→ **DESCRIPCIÓN DEL EJERCICIO**
En el fragmento, ¿qué alimento se pone como ejemplo de que siempre hay que profundizar y no quedarse solo con el aspecto?

En la vida no puedes bajar la guardia, pero tampoco puedes
vivir en estado de alerta permanente. El estado de equilibrio no viene dado, ese
es un esfuerzo que el propio individuo debe realizar. Lo digo porque normalmente
no lo hacemos, quiero decir que solemos reaccionar de manera inconsciente y
desproporcionada a los retos que nos plantea la convivencia, un aspecto muy
importante de la existencia desde que vivimos en núcleos urbanos: nuestro
comportamiento solo cobra protagonismo frente a nuestros semejantes, no nos
importa lo más mínimo que una perdiz o un jabalí nos vea cometiendo un error o
haciendo el gilipollas, probablemente porque creemos que no vamos a ser
juzgados.
Pienso que debe ser la propia arquitectura del proceso
mental la que condiciona este hecho, al parecer la lógica y los sentimientos
pertenecen a áreas del cerebro distintas, por eso es difícil racionalizar las
emociones, tratarlas con fría imparcialidad, separarlas de nosotros mismos,
como cuando hacemos un cálculo o desempeñamos una tarea rutinaria. El problema
es que las emociones difícilmente pueden ignorarse y aunque están ahí para
algo, a menudo estorban, sería más útil poder contenerlas que dejar que nos
arrastren, pero de eso, normalmente solo nos damos cuenta después.
No soy un fanático de la lógica, creo que el subconsciente
nos oculta algo, podemos intuirlo. Lo que no creo es que la pasión, el miedo,
el odio o la codicia sean buenos aurigas, sobretodo porque la historia y en
especial la de este país, está repleta de trágicos ejemplos. Lo que quiero
decir es que el modo de categorización o catalogación que usamos habitualmente con
los demás es un asco, apesta a prejuicios que además, casi siempre, ni siquiera
son nuestros, sino que los hemos importado de los medios o cualquier otra fuente,
como la familia o los amigos; el caso es que la mayoría de las veces, no
juzgamos, prejuzgamos. Los prejuicios son seres emparentados con las
apariencias, por fortuna la mayoría sabemos lo rico que está el queso azul, por
poner un ejemplo, eso demuestra que siempre hay que profundizar, no quedarse
solo con el aspecto. Evidentemente a poco que se piense, nunca basta con la
primera impresión y solo se puede juzgar al árbol por sus frutos, como se suele
decir, podemos especular sobre el resultado por el aspecto de sus flores, por
ejemplo, pero verdaderamente no tendremos la certeza hasta que se haga
manifiesta su condición. Llevar a la práctica es la base de lo que llamamos
“aprender”, es algo que tendemos a olvidar.
Habría sido particularmente útil que hubiéramos tenido en
cuenta consideraciones de este tipo a la hora de elegir a nuestros
representantes políticos, ha sido triste ver cómo ha triunfado el “más vale
malo conocido que bueno por conocer”, un
ejemplo de estúpido juego de palabras, elevado a la categoría de sagrado
evangelio por el arte de la repetición y por tanto ampliamente secundado, por
motivos perfectamente desconocidos para mí. No nos engañemos, se llama miedo y
también locura, pánico tal vez, porque se ha optado por seguir consumiendo un
producto probadamente toxico, antes que echar mano de uno distinto que nadie ha
probado: no hemos querido aprender nada nuevo, principalmente porque organizaciones con ánimo
de lucro han puesto mucho empeño en demostrar que el engañoso color de los
pistilos y la siniestra fragancia de las flores del nefasto árbol desconocido, recuerdan
a los de un fósil, un ejemplar extinto, absolutamente letal por supuesto, que
solo conocemos por referencias en enciclopedias de Paleobotánica.

→ **Datos de anclaje basados en imágenes**

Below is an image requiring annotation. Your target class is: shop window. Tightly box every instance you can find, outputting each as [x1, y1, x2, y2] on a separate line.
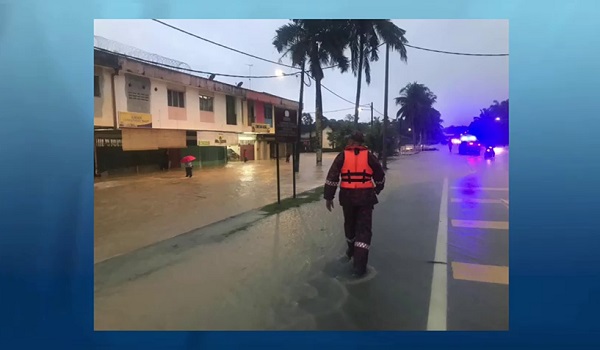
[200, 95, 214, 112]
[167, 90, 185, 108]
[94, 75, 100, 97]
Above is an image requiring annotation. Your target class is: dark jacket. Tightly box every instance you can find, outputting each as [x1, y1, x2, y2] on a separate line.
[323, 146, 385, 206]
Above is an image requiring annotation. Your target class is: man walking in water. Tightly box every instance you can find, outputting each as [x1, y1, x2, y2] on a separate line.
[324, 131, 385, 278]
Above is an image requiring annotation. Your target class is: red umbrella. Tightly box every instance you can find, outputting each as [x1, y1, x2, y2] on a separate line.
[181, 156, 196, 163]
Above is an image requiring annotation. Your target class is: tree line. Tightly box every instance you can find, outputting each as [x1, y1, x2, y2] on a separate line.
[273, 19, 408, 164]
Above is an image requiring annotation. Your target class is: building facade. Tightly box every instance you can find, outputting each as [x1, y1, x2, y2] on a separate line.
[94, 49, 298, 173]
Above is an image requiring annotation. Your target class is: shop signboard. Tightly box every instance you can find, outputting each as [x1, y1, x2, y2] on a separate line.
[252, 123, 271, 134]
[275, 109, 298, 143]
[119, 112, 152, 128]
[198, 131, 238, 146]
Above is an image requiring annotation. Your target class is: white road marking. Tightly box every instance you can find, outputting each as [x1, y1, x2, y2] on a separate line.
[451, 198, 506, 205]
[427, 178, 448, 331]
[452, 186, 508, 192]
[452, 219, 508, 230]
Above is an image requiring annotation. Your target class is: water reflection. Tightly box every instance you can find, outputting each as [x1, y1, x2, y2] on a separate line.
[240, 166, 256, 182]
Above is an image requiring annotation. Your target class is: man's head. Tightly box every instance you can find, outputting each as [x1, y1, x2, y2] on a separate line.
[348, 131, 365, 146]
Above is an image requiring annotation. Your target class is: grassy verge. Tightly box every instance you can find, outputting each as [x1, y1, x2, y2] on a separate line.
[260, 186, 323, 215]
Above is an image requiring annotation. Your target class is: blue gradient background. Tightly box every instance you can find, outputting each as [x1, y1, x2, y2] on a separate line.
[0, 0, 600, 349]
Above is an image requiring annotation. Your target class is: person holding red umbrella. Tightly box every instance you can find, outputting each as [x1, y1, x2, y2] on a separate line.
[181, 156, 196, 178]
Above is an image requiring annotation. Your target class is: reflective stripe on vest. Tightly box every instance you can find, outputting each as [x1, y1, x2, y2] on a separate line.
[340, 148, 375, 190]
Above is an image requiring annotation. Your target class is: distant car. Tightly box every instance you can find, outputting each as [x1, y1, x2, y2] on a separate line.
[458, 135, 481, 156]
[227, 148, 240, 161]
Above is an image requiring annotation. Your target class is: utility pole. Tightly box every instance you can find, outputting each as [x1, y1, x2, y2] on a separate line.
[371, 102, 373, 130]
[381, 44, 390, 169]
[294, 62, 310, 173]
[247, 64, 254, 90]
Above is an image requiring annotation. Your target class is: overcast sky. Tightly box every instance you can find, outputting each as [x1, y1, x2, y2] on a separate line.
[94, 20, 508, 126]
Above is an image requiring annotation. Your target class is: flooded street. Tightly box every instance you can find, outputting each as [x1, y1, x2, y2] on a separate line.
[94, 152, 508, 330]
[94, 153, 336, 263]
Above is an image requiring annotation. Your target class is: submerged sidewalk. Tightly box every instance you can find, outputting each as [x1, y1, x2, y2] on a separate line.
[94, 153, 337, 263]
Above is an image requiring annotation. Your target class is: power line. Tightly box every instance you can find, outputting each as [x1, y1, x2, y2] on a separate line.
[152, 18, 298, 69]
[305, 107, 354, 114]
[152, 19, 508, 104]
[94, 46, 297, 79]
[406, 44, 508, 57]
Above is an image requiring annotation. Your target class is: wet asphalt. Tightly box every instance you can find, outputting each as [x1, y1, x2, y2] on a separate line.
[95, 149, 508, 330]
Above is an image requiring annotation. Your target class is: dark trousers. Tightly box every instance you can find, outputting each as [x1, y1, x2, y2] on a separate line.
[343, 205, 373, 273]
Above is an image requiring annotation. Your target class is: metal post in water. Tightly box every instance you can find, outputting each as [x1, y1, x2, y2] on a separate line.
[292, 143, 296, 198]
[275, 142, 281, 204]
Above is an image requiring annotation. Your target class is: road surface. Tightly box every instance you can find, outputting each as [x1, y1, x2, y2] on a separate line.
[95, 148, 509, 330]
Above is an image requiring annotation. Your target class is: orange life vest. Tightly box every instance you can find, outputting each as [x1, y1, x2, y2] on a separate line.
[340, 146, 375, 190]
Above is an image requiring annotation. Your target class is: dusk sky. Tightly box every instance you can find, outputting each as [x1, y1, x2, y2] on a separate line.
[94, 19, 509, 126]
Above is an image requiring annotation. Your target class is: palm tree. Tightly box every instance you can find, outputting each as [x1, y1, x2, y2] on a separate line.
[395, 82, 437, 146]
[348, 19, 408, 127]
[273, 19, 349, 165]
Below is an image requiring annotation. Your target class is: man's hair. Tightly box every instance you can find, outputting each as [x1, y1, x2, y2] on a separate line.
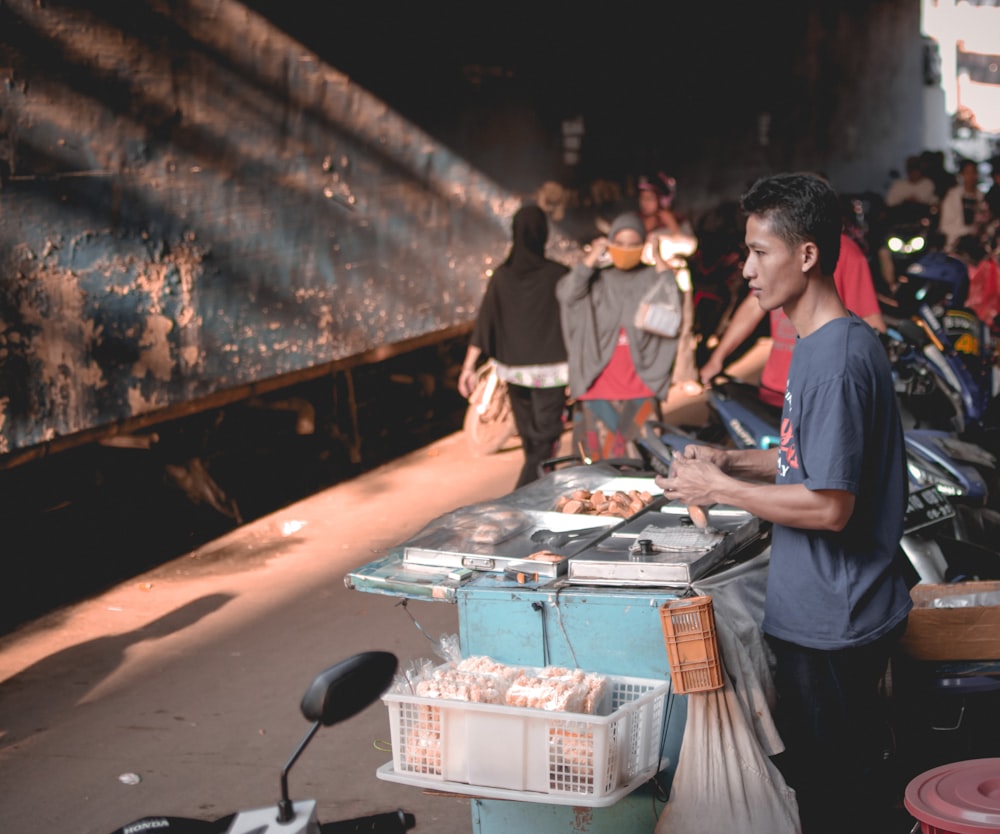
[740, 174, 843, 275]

→ **ÁREA DE RESPUESTA**
El queso azul.